▶ _Directive 1_: Copy out every line of the records below that contains the word "rear".

▶ _Supplied text_:
The motion before the court seeks distribution of surplus monies remaining after payment to plaintiff, the foreclosing mortgagee. Distribution of these funds requires an adjudication of priorities among various judgment creditors, a purchaser and mortgagee. Although this is not a case of first impression, the circuity problem presented herein has not been directly considered in a reported opinion in the last 75 years.
Defendants Joseph Aguiar and Patricia Aguiar (allegedly married) took title to the premises in question on September 23, 1975 as tenants by the entirety. Prior to plaintiff’s sheriff’s sale defendant Patricia Aguiar conveyed her interest to defendant *45Coventry Agency, Inc., converting the tenancy to a tenancy in common, irrespective of its former status.1
The surplus monies total $55,191.66, or $27,595.83, for each of the cotenants. The attached chart shows such of the various claims by the mortgagee and judgment creditors as are relevant to this motion.
In another action, defendant Bartola obtained a county district court default judgment against defendant Joseph Aguiar and had levied on this judgment. Thereafter, this default was vacated and an interlocutory appeal to the Appellate Division was denied. Here, defendant Bartola has by certification asserted that after the county district court trial, whatever the results may be, it intends to appeal the vacation of the default. It therefore requests this court to withhold distribution of an amount sufficient to satisfy the original default judgment so that it can be paid if Bartola is successful on its appeal and the earlier levy is reinstated. This court has decided to withhold distribution of $3,045.68 as requested. It would be inequitable to distribute the surplus monies fully at this time and eliminate any remedy for Bartola if it is successful on appeal. See Reilly v. Perehinys, 33 N.J.Super. 69, 76 (App. Div. 1954), and Wethling v. Weinstein, 2 N.J.Misc. 750 (Sup.Ct. 1924). The issue remains as to which parties should suffer the potential loss of the $3,045.68 distribution at this time. In other words, over whom will Bartola have priority if it is successful in its appeal?

▶ _Data shown_:
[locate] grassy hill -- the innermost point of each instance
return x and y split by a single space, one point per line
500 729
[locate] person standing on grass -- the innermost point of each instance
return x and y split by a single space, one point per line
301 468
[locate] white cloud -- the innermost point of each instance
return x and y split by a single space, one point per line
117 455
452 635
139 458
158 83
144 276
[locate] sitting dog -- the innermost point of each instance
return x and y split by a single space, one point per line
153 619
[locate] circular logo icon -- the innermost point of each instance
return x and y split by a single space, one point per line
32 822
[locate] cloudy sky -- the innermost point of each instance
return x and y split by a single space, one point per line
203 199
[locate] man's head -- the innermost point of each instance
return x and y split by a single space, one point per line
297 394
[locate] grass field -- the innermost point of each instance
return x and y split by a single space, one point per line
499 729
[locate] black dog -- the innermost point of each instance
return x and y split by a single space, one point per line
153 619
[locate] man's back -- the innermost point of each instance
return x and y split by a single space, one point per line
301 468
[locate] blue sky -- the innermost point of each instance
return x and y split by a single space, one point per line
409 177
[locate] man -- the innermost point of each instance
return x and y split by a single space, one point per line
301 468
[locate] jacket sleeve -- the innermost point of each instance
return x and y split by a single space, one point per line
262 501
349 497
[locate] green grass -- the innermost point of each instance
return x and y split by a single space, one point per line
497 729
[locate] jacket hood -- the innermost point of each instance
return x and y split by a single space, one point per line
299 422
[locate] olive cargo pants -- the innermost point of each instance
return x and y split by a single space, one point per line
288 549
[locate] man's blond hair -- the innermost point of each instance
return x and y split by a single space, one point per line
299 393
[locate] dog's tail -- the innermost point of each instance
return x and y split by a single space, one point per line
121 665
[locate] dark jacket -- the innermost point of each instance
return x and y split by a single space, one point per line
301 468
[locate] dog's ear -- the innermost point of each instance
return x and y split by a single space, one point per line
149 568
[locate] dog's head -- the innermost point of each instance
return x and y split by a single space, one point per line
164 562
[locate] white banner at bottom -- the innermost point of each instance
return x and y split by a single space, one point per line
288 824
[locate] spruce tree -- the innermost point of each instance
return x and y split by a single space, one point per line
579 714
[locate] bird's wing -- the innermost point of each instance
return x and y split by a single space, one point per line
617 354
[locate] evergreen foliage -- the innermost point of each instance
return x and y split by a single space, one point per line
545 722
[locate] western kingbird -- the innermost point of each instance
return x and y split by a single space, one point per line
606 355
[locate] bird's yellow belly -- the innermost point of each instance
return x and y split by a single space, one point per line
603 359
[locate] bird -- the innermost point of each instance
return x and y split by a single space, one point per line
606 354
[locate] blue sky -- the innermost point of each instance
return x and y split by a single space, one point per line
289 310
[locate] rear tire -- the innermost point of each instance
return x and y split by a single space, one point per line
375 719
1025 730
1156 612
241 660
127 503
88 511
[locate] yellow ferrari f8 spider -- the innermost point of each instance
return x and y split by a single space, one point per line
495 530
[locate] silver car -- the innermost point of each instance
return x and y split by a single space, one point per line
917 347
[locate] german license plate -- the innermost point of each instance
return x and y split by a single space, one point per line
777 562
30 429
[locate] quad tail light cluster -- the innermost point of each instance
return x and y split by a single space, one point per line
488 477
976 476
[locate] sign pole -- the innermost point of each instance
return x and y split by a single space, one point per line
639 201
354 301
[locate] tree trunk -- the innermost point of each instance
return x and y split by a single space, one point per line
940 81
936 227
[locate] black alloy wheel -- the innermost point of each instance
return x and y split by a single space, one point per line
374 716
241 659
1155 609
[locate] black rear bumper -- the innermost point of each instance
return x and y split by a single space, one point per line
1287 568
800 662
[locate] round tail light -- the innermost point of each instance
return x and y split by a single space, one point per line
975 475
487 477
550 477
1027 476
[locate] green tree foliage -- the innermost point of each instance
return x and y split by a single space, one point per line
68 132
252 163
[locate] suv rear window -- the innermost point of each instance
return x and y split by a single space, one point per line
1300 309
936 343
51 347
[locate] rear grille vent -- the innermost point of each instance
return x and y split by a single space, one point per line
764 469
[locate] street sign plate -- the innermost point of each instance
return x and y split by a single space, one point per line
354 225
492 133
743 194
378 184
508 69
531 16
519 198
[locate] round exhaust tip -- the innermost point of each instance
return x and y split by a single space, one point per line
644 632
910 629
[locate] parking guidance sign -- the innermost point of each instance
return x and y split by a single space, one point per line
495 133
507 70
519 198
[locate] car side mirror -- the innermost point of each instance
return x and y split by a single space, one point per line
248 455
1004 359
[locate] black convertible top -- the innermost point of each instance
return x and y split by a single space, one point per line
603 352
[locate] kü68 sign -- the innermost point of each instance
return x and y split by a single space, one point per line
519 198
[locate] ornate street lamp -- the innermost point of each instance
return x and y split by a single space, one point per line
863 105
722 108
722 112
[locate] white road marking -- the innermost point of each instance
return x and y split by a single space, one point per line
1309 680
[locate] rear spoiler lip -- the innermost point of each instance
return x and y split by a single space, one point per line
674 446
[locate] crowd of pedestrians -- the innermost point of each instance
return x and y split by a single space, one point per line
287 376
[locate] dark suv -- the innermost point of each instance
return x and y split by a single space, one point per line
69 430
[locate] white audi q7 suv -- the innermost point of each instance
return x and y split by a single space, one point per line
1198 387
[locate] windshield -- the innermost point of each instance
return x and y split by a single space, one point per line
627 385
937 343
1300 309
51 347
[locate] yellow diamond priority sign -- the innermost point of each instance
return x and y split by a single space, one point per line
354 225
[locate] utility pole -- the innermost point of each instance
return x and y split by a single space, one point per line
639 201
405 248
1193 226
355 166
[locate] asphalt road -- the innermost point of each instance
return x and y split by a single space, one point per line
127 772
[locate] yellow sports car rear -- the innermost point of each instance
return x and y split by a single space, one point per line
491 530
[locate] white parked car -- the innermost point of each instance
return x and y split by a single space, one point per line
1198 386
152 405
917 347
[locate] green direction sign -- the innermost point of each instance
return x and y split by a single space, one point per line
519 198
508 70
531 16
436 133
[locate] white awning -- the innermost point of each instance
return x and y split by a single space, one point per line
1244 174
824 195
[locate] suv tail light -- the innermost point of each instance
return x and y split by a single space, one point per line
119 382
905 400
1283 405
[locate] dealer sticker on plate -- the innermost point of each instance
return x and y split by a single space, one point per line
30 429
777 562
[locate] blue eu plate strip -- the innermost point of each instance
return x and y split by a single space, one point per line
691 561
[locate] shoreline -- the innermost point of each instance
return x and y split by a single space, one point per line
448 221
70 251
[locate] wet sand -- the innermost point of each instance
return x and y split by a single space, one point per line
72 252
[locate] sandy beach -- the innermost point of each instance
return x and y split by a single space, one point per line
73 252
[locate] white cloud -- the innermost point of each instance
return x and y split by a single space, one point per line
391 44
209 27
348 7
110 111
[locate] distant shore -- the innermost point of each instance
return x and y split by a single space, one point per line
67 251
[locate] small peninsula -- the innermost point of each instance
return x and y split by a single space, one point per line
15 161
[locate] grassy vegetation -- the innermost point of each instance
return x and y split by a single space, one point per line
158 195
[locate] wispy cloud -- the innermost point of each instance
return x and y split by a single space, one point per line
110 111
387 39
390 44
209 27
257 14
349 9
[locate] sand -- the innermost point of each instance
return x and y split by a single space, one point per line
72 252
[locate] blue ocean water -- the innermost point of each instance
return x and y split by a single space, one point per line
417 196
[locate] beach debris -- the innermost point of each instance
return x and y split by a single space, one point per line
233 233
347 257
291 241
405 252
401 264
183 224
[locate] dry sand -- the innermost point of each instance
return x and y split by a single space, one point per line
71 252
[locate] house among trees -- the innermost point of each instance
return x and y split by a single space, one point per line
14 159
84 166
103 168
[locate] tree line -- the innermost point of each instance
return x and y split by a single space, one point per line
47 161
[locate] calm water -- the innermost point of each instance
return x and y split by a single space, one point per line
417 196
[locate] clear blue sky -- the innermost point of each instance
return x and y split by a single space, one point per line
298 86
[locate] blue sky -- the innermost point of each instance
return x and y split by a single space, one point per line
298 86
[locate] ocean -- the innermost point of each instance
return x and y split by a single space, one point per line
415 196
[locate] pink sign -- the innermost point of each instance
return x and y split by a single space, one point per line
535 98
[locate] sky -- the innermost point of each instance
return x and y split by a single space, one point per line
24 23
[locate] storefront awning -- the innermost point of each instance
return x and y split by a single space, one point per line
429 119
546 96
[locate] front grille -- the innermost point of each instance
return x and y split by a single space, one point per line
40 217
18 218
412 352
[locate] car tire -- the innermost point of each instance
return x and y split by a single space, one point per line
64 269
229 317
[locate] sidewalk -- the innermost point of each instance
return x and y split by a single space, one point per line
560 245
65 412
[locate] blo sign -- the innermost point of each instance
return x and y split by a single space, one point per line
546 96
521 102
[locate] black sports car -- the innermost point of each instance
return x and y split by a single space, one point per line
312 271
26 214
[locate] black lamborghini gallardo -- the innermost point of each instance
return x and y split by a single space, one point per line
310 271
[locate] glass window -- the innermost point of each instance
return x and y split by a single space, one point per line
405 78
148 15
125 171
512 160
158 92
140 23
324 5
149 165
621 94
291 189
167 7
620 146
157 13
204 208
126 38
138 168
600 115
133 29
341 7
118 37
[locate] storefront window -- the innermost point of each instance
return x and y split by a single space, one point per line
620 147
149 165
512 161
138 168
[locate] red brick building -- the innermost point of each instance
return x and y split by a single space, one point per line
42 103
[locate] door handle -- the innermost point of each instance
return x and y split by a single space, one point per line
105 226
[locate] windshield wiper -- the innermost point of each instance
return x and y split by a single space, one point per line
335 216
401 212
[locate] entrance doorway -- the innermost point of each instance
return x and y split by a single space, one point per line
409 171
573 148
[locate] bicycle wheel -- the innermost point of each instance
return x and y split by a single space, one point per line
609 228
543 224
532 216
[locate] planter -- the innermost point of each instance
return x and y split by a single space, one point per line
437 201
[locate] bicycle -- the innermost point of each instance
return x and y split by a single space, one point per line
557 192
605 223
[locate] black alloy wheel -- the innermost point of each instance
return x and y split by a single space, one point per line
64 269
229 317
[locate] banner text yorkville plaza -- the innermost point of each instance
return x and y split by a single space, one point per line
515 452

▶ _Directive 2_:
Answer these questions from the court opinion on surplus monies above:
(a) On what date did Joseph Aguiar and Patricia Aguiar take title to the premises?
(b) What is the total amount of the surplus monies?
(c) How much has the court decided to withhold from distribution?

▶ _Full output 1_:
[locate] rear tire -- the innermost point of each instance
[locate] black rear bumper -- the innermost point of each instance
[locate] suv rear window -- the innermost point of each instance
[locate] rear grille vent -- the innermost point of each instance
[locate] rear spoiler lip -- the innermost point of each instance
[locate] yellow sports car rear -- the innermost point of each instance

▶ _Full output 2_:
(a) September 23, 1975
(b) $55,191.66
(c) $3,045.68